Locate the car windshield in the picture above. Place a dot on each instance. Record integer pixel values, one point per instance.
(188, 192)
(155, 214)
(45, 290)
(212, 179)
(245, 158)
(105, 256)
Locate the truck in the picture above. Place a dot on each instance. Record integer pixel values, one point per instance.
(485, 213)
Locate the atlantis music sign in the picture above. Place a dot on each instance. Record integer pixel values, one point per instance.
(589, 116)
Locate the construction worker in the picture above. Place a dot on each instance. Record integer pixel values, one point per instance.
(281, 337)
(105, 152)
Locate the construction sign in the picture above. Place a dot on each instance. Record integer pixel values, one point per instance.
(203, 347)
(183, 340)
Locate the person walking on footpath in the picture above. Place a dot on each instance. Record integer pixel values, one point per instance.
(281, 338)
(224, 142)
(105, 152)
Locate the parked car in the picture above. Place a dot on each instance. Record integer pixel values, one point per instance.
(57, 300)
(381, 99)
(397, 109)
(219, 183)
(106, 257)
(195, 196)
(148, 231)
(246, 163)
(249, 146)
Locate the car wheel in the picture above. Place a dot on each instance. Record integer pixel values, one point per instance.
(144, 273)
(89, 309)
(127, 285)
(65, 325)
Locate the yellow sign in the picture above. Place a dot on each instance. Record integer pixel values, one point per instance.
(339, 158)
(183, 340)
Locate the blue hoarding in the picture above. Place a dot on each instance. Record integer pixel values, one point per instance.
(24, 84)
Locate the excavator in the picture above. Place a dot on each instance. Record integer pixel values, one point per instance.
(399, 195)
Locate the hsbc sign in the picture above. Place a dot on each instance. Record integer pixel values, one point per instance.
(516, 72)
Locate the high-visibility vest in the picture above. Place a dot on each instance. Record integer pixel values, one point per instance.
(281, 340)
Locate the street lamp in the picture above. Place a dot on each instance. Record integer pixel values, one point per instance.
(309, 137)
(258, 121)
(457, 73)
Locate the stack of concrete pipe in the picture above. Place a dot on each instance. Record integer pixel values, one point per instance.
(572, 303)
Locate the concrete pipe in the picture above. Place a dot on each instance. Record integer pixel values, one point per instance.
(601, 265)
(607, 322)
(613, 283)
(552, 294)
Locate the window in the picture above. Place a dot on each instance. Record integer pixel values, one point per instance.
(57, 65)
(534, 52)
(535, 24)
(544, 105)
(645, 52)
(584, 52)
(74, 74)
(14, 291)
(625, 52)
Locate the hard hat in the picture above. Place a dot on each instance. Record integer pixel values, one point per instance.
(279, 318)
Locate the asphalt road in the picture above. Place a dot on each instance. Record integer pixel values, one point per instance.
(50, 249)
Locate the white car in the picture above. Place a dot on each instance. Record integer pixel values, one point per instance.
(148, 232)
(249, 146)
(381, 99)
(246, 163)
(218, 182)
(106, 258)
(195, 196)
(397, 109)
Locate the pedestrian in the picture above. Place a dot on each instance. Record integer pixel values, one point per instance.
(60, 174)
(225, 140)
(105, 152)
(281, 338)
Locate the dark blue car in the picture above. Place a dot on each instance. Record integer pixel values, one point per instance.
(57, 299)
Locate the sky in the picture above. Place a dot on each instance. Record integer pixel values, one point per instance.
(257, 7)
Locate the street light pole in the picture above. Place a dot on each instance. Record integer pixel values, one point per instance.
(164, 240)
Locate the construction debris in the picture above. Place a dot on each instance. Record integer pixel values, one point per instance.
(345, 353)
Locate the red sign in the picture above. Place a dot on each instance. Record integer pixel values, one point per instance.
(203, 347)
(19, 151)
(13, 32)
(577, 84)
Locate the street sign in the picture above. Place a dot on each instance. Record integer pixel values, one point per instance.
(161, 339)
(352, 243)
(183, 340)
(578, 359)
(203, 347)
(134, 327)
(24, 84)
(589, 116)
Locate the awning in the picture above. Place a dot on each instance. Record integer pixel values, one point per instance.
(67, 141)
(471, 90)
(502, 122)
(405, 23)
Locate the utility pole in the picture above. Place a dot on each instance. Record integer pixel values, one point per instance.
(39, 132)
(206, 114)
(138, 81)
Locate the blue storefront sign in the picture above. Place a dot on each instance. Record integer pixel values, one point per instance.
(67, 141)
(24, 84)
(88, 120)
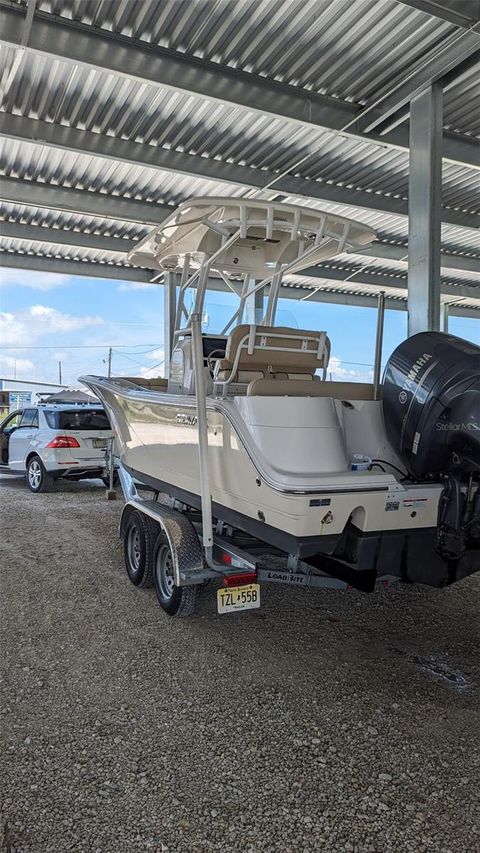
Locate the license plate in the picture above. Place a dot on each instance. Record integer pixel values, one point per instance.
(100, 442)
(233, 598)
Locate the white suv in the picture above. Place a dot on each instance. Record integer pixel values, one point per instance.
(51, 441)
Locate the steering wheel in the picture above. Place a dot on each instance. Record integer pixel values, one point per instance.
(211, 359)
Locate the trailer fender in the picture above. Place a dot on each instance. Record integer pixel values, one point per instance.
(181, 535)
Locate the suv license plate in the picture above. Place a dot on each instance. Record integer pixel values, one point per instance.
(233, 598)
(100, 442)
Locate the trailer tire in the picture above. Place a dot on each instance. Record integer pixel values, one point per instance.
(139, 535)
(179, 601)
(38, 478)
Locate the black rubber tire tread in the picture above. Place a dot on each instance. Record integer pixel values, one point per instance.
(46, 482)
(106, 481)
(183, 601)
(149, 529)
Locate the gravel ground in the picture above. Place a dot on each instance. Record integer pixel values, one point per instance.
(324, 721)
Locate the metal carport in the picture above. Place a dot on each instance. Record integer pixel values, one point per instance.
(114, 111)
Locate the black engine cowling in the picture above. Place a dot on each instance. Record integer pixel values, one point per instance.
(431, 405)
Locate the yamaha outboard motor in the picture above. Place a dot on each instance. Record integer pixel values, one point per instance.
(431, 406)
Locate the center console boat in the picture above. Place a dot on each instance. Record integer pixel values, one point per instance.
(245, 438)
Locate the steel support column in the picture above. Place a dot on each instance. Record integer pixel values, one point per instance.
(254, 306)
(169, 311)
(424, 202)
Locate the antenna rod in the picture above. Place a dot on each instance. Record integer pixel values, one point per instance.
(378, 344)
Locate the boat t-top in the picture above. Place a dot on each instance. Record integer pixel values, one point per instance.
(260, 468)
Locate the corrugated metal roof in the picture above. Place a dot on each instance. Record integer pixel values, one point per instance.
(337, 47)
(92, 100)
(349, 51)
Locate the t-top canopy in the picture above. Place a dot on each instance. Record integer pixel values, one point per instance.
(247, 236)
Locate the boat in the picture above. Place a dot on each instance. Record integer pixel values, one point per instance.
(245, 429)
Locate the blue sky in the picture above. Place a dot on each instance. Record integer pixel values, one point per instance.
(46, 318)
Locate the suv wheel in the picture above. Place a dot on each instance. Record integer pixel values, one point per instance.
(38, 479)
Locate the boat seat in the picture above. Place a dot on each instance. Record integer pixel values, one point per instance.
(157, 383)
(257, 352)
(302, 388)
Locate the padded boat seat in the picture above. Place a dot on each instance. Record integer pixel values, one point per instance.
(254, 352)
(309, 388)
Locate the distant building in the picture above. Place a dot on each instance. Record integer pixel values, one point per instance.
(15, 393)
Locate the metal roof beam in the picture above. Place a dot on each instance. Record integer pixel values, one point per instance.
(443, 61)
(67, 200)
(77, 43)
(463, 13)
(64, 237)
(382, 280)
(41, 263)
(81, 239)
(399, 254)
(78, 268)
(328, 273)
(135, 153)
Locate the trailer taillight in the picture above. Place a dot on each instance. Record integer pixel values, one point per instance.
(63, 441)
(239, 578)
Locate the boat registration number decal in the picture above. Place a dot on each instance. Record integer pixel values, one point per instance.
(392, 504)
(233, 598)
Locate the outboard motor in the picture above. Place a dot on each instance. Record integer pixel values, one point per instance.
(431, 406)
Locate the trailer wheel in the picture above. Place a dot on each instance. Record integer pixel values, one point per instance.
(38, 478)
(138, 540)
(175, 600)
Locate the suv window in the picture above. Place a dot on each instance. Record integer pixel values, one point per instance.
(78, 419)
(29, 418)
(11, 421)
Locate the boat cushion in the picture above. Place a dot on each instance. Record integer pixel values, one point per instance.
(297, 388)
(275, 349)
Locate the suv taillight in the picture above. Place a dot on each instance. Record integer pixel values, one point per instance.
(63, 441)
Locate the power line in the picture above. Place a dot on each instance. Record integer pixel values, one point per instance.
(82, 346)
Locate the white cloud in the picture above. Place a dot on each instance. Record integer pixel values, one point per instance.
(34, 280)
(25, 327)
(338, 373)
(11, 329)
(156, 354)
(47, 320)
(21, 368)
(135, 285)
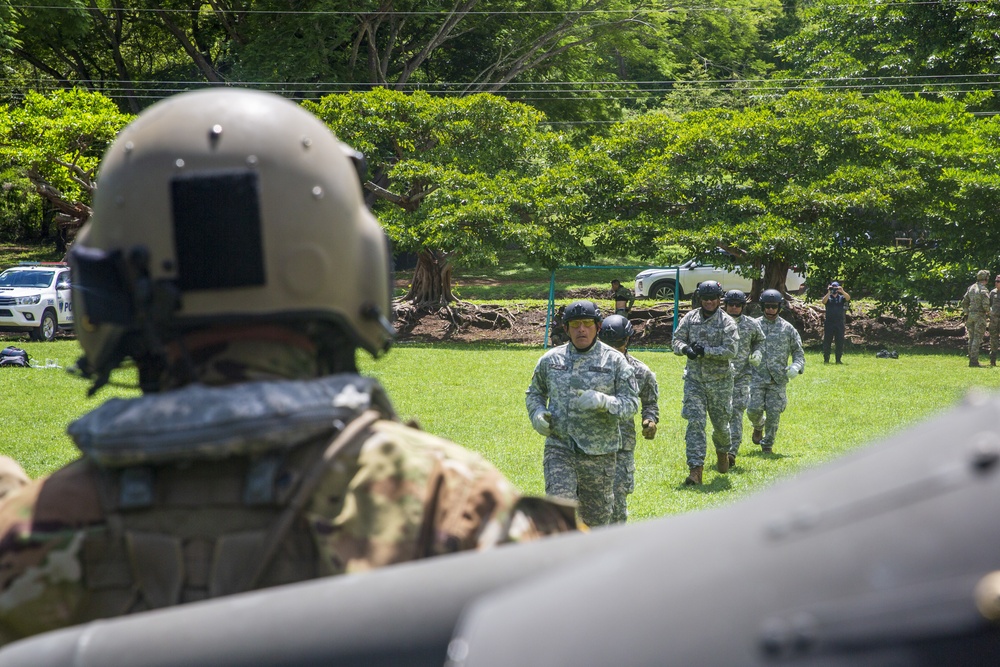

:::::

▸ TASK PROMPT: Could you turn the lines, starting at the one that contains "Locate the white cloud" and ending at the last line, into a JSON list of strings, one string per line with blank lines skipped and the pictures left out?

▸ THE ANSWER:
[
  "Locate the white cloud in the picture above. Place a dot on each instance. Record integer pixel values, one point per instance.",
  "(34, 280)",
  "(25, 327)",
  "(338, 373)",
  "(11, 329)",
  "(156, 354)",
  "(47, 320)",
  "(21, 368)",
  "(135, 285)"
]